> [Task prompt]: Output the records precisely as they stand. Pictures are to be skipped.

> [Data to process]:
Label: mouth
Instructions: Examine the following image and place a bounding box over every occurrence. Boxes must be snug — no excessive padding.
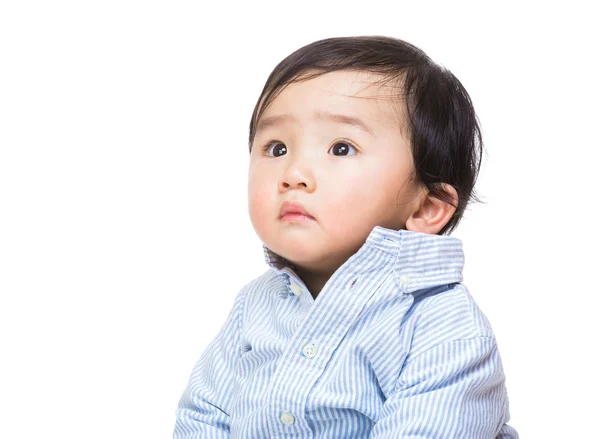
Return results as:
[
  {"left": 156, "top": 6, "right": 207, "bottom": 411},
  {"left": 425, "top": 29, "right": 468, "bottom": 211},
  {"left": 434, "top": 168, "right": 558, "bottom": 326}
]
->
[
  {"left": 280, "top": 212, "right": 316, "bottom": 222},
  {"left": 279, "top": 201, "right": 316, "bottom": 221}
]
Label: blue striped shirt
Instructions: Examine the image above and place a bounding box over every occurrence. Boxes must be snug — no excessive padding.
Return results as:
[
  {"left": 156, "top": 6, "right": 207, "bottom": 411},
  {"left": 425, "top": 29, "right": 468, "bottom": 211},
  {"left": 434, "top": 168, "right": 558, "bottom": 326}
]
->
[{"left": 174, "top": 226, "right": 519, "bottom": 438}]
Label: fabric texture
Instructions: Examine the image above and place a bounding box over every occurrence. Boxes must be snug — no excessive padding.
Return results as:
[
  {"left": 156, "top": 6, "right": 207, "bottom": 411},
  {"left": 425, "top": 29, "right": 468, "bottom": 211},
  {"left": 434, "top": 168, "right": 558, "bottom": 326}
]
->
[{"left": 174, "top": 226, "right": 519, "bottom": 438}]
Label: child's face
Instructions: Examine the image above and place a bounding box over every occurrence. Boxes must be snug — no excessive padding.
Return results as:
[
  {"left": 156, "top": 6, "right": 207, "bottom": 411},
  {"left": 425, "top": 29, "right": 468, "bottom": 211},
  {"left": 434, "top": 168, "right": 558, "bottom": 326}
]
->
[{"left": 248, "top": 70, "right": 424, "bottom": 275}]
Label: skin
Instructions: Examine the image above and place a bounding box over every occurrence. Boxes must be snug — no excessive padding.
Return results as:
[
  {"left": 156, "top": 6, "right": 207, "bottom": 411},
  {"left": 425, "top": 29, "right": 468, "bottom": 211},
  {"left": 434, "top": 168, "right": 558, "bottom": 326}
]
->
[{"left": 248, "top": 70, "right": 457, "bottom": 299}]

> [Result for this exercise]:
Label: mouth
Instructions: Examine the following image and place a bounding box over every occurrence. Boxes must be snug — no excessive padding.
Return results as:
[
  {"left": 156, "top": 6, "right": 207, "bottom": 411},
  {"left": 425, "top": 29, "right": 468, "bottom": 211},
  {"left": 434, "top": 168, "right": 558, "bottom": 326}
]
->
[
  {"left": 280, "top": 212, "right": 316, "bottom": 222},
  {"left": 279, "top": 201, "right": 316, "bottom": 221}
]
Label: blue striped shirt
Instructions: Examine the image above and place a bounding box over every occurrence. Boxes must be snug — no excessive padding.
Return results as:
[
  {"left": 156, "top": 6, "right": 207, "bottom": 411},
  {"left": 425, "top": 29, "right": 468, "bottom": 211},
  {"left": 434, "top": 168, "right": 558, "bottom": 326}
]
->
[{"left": 174, "top": 226, "right": 519, "bottom": 438}]
Label: fabric texture
Instructions: Examine the image above and place a bounding box over every occurrence. Boxes must be snug — no excessive padding.
Return results as:
[
  {"left": 156, "top": 6, "right": 207, "bottom": 411},
  {"left": 425, "top": 29, "right": 468, "bottom": 211},
  {"left": 434, "top": 168, "right": 558, "bottom": 326}
]
->
[{"left": 174, "top": 226, "right": 519, "bottom": 438}]
Label: child's face
Instructions: Examine the image above and place a bounding box over every occurrence. Boxes must be snug — no excessive padding.
Return results as:
[
  {"left": 156, "top": 6, "right": 207, "bottom": 411},
  {"left": 425, "top": 29, "right": 468, "bottom": 211},
  {"left": 434, "top": 168, "right": 558, "bottom": 326}
]
->
[{"left": 248, "top": 70, "right": 424, "bottom": 275}]
Label: skin
Instructions: Examine the image above and place a bounding box over every occurrence. Boxes must be snug — no excessive padding.
Return results as:
[
  {"left": 156, "top": 6, "right": 207, "bottom": 411},
  {"left": 425, "top": 29, "right": 468, "bottom": 211},
  {"left": 434, "top": 168, "right": 558, "bottom": 326}
]
->
[{"left": 248, "top": 70, "right": 457, "bottom": 299}]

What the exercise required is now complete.